## Your instructions
Your reply should consist of one number: how many lines below contain "positive".

.....

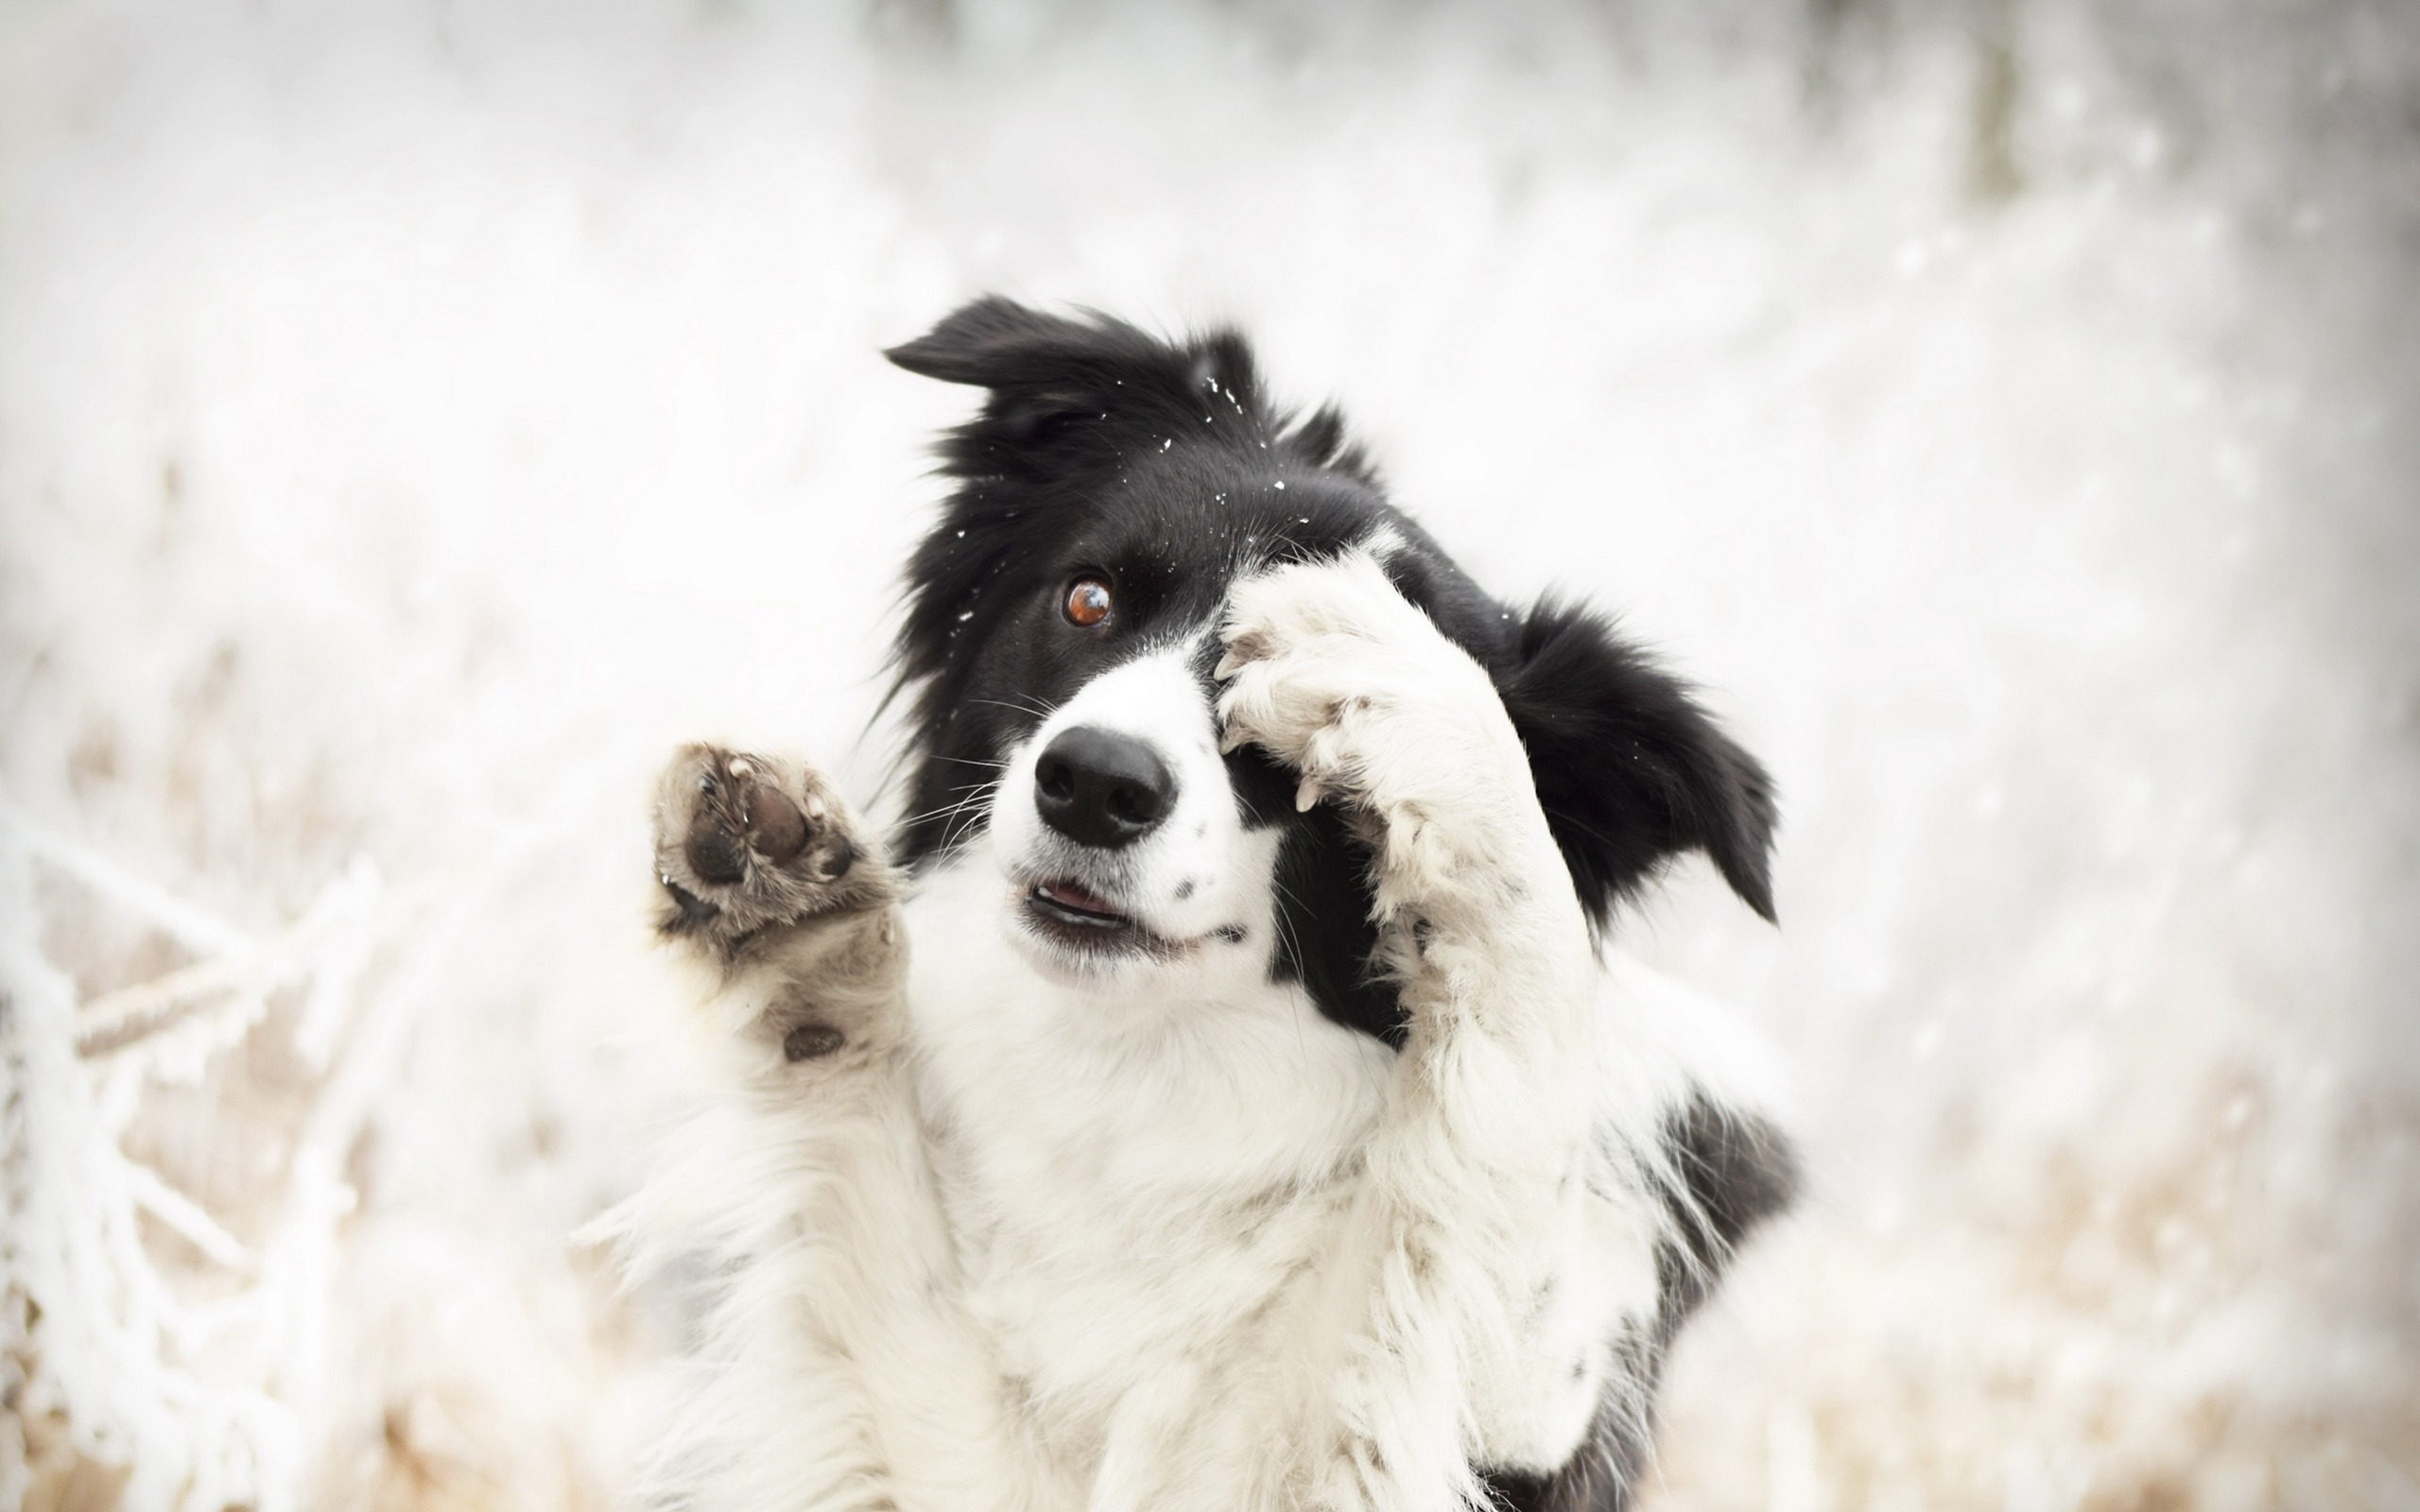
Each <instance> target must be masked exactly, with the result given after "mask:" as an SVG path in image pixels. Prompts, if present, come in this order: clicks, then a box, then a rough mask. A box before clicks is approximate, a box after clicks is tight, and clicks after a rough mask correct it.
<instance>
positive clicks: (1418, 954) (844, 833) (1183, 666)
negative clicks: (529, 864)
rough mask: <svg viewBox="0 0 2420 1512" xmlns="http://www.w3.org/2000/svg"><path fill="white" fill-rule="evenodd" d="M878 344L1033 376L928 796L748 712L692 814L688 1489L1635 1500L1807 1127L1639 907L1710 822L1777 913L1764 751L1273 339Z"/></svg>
mask: <svg viewBox="0 0 2420 1512" xmlns="http://www.w3.org/2000/svg"><path fill="white" fill-rule="evenodd" d="M888 358H891V360H893V363H898V365H900V368H905V370H910V373H920V375H927V377H937V380H946V382H958V385H973V387H980V389H985V402H983V409H980V414H978V416H975V419H973V421H968V423H963V426H958V428H956V431H951V433H949V435H946V440H944V445H941V452H939V455H941V472H944V474H946V477H949V479H951V484H953V491H951V496H949V501H946V503H944V508H941V518H939V523H937V525H934V527H932V532H929V535H927V537H924V539H922V544H920V547H917V552H915V556H912V561H910V566H908V602H905V617H903V629H900V636H898V665H895V673H898V682H895V699H900V704H898V706H900V709H903V714H905V726H908V755H905V760H903V791H905V815H903V818H900V820H898V823H895V825H893V827H891V835H888V842H883V839H881V837H876V835H874V830H871V827H869V825H866V823H864V820H862V818H859V815H854V813H852V810H849V806H847V803H845V801H842V796H840V793H837V791H835V789H832V784H830V781H828V779H825V777H820V774H818V772H813V769H811V767H806V764H801V762H791V760H782V757H772V755H757V752H738V750H731V748H716V745H692V748H687V750H682V752H680V755H678V757H675V760H673V764H670V769H668V772H666V777H663V784H661V789H658V796H656V878H658V885H661V917H658V931H661V936H663V939H666V941H670V943H673V946H675V953H678V956H682V958H685V960H687V963H692V965H695V970H697V973H699V975H702V985H699V987H702V992H699V997H702V1004H704V1006H702V1009H699V1011H702V1016H704V1026H707V1040H709V1043H711V1045H714V1055H716V1057H719V1064H721V1077H724V1081H721V1086H724V1096H719V1101H716V1103H714V1106H711V1108H709V1110H707V1113H704V1115H702V1118H699V1120H697V1123H695V1125H690V1127H687V1130H685V1132H682V1135H680V1137H678V1139H675V1144H673V1149H670V1152H668V1156H666V1161H663V1166H661V1168H658V1173H656V1176H653V1178H651V1181H649V1183H646V1188H641V1193H639V1195H636V1198H632V1202H627V1205H624V1207H622V1212H620V1214H617V1217H615V1219H612V1227H615V1231H617V1234H620V1236H622V1239H624V1246H627V1260H629V1265H632V1268H636V1270H646V1268H649V1265H668V1263H675V1260H680V1258H682V1256H692V1272H702V1275H704V1277H707V1285H709V1292H711V1302H709V1306H707V1309H704V1323H702V1331H699V1338H697V1347H695V1360H692V1362H690V1367H687V1369H690V1377H692V1389H690V1393H687V1398H685V1406H682V1410H680V1413H678V1418H675V1420H673V1422H670V1427H668V1432H666V1442H663V1452H661V1456H658V1464H656V1471H653V1495H656V1500H658V1502H663V1505H680V1507H699V1510H731V1512H755V1510H772V1507H782V1510H787V1512H799V1510H808V1507H813V1510H845V1507H847V1510H876V1507H883V1510H932V1512H956V1510H975V1507H980V1510H1031V1512H1055V1510H1074V1507H1089V1510H1099V1512H1123V1510H1142V1507H1152V1510H1193V1507H1200V1510H1220V1512H1232V1510H1280V1507H1331V1510H1365V1507H1367V1510H1387V1512H1399V1510H1450V1507H1510V1510H1522V1512H1527V1510H1537V1512H1549V1510H1551V1512H1609V1510H1619V1507H1624V1505H1626V1502H1629V1497H1631V1493H1633V1485H1636V1481H1638V1473H1641V1466H1643V1464H1646V1452H1648V1427H1650V1406H1653V1393H1655V1381H1658V1369H1660V1362H1663V1357H1665V1350H1667V1347H1670V1343H1672V1335H1675V1331H1677V1328H1679V1326H1682V1321H1684V1318H1687V1316H1689V1311H1692V1309H1694V1306H1696V1304H1699V1302H1701V1299H1704V1297H1706V1294H1709V1289H1711V1287H1713V1282H1716V1277H1718V1272H1721V1270H1723V1265H1725V1260H1728V1258H1730V1253H1733V1251H1735V1248H1738V1243H1740V1241H1742V1239H1745V1236H1747V1231H1750V1229H1754V1227H1757V1224H1759V1222H1764V1219H1769V1217H1771V1214H1776V1212H1781V1210H1784V1207H1786V1202H1788V1200H1791V1195H1793V1188H1796V1159H1793V1152H1791V1144H1788V1139H1786V1137H1784V1132H1781V1127H1779V1123H1776V1118H1774V1115H1771V1113H1769V1110H1767V1108H1764V1103H1759V1101H1757V1093H1754V1089H1752V1086H1747V1084H1733V1081H1725V1079H1723V1077H1721V1074H1718V1067H1716V1064H1713V1062H1694V1060H1692V1055H1689V1050H1687V1038H1689V1033H1687V1031H1689V1018H1692V1009H1689V1006H1687V1004H1682V1002H1677V999H1675V992H1672V989H1670V987H1667V985H1663V982H1660V980H1658V977H1653V975H1650V973H1646V970H1643V968H1638V965H1633V963H1629V960H1626V958H1621V956H1619V953H1607V948H1604V936H1607V931H1609V927H1612V922H1614V914H1617V910H1619V907H1621V905H1624V902H1629V900H1633V898H1636V895H1638V893H1641V890H1643V888H1646V885H1648V883H1650V881H1653V878H1655V873H1658V871H1660V868H1663V866H1665V864H1667V861H1670V859H1675V856H1679V854H1684V852H1701V854H1704V856H1709V859H1711V861H1713V866H1716V868H1718V871H1721V876H1723V878H1725V881H1728V885H1730V888H1733V890H1735V893H1738V895H1740V898H1742V900H1745V902H1747V905H1750V907H1752V910H1754V912H1759V914H1764V917H1767V919H1771V917H1774V902H1771V881H1769V854H1771V835H1774V796H1771V784H1769V779H1767V774H1764V769H1762V767H1759V764H1757V762H1754V760H1752V757H1750V755H1747V752H1745V750H1742V748H1740V745H1735V743H1733V740H1730V738H1728V735H1725V733H1723V731H1721V728H1716V723H1713V721H1711V719H1709V714H1706V711H1704V709H1701V706H1699V702H1696V699H1694V697H1692V692H1689V689H1687V687H1684V685H1682V682H1677V680H1675V677H1670V675H1667V673H1663V670H1660V668H1658V665H1655V663H1653V660H1650V658H1648V656H1646V653H1643V651H1638V648H1636V646H1631V644H1629V641H1624V639H1621V636H1619V634H1617V629H1614V624H1612V622H1609V619H1604V617H1602V614H1597V612H1592V610H1588V607H1580V605H1571V602H1558V600H1542V602H1537V605H1534V607H1525V610H1522V607H1510V605H1503V602H1498V600H1493V598H1488V595H1486V593H1483V590H1481V588H1479V585H1476V583H1471V578H1469V576H1464V571H1462V569H1457V566H1454V561H1452V559H1450V556H1447V554H1445V549H1442V547H1440V544H1437V542H1435V539H1430V535H1428V532H1423V530H1421V527H1418V525H1416V523H1413V520H1411V518H1406V515H1404V513H1401V510H1396V508H1394V506H1392V503H1389V501H1387V494H1384V489H1382V484H1379V477H1377V472H1375V469H1372V464H1370V460H1367V457H1365V455H1362V452H1360V450H1358V448H1355V445H1353V443H1348V438H1346V426H1343V421H1341V416H1338V414H1336V411H1333V409H1319V411H1314V414H1309V416H1300V419H1297V416H1292V414H1285V411H1280V409H1273V406H1271V402H1268V397H1266V394H1263V387H1261V377H1258V373H1256V365H1254V356H1251V351H1249V346H1246V344H1244V341H1241V336H1237V334H1234V331H1215V334H1208V336H1193V339H1183V341H1164V339H1157V336H1152V334H1145V331H1142V329H1137V327H1133V324H1125V322H1118V319H1108V317H1062V314H1048V312H1036V310H1029V307H1024V305H1016V302H1009V300H1002V298H987V300H978V302H973V305H966V307H963V310H958V312H953V314H951V317H946V319H944V322H941V324H939V327H934V329H932V331H929V334H924V336H920V339H915V341H910V344H905V346H900V348H893V351H891V353H888ZM695 1256H702V1258H704V1265H695Z"/></svg>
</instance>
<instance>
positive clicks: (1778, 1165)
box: [1479, 1093, 1798, 1512]
mask: <svg viewBox="0 0 2420 1512" xmlns="http://www.w3.org/2000/svg"><path fill="white" fill-rule="evenodd" d="M1663 1147H1665V1159H1667V1164H1670V1171H1672V1178H1675V1183H1677V1185H1675V1188H1670V1190H1665V1212H1667V1214H1670V1222H1672V1231H1675V1239H1667V1241H1665V1243H1663V1246H1658V1251H1655V1294H1658V1299H1655V1302H1658V1306H1655V1331H1653V1335H1650V1338H1626V1340H1621V1343H1619V1345H1617V1347H1619V1350H1624V1352H1626V1355H1629V1360H1626V1369H1624V1372H1621V1374H1629V1377H1631V1379H1633V1381H1636V1384H1638V1398H1636V1401H1653V1396H1655V1381H1658V1379H1660V1377H1663V1362H1665V1352H1667V1350H1670V1347H1672V1338H1675V1335H1677V1333H1679V1326H1682V1323H1684V1321H1687V1318H1689V1314H1692V1311H1696V1306H1699V1304H1701V1302H1704V1299H1706V1294H1709V1292H1713V1282H1716V1280H1718V1277H1721V1272H1723V1268H1725V1265H1728V1263H1730V1256H1733V1253H1735V1251H1738V1246H1740V1243H1742V1241H1745V1239H1747V1234H1750V1231H1754V1227H1757V1224H1762V1222H1764V1219H1769V1217H1774V1214H1779V1212H1781V1210H1786V1207H1788V1205H1791V1200H1793V1198H1796V1193H1798V1156H1796V1152H1793V1149H1791V1142H1788V1139H1786V1137H1784V1135H1781V1130H1776V1127H1774V1125H1769V1123H1767V1120H1762V1118H1754V1115H1752V1113H1735V1110H1725V1108H1721V1106H1718V1103H1713V1101H1711V1098H1706V1096H1704V1093H1694V1096H1692V1098H1689V1101H1687V1103H1684V1106H1679V1108H1677V1110H1675V1113H1672V1115H1670V1118H1667V1120H1665V1130H1663ZM1650 1427H1653V1422H1650V1420H1648V1418H1646V1415H1643V1413H1633V1410H1621V1408H1619V1403H1617V1401H1614V1398H1612V1396H1607V1401H1602V1403H1600V1406H1597V1418H1595V1422H1592V1425H1590V1430H1588V1439H1585V1442H1583V1444H1580V1449H1578V1452H1575V1454H1573V1456H1571V1459H1568V1461H1566V1464H1563V1466H1561V1468H1558V1471H1554V1473H1551V1476H1537V1473H1527V1471H1481V1473H1479V1478H1481V1483H1483V1485H1486V1488H1488V1497H1491V1500H1493V1502H1496V1505H1498V1507H1505V1510H1508V1512H1621V1510H1624V1507H1629V1500H1631V1488H1633V1485H1638V1473H1641V1471H1643V1468H1646V1454H1648V1432H1650Z"/></svg>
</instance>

.....

## Response area
2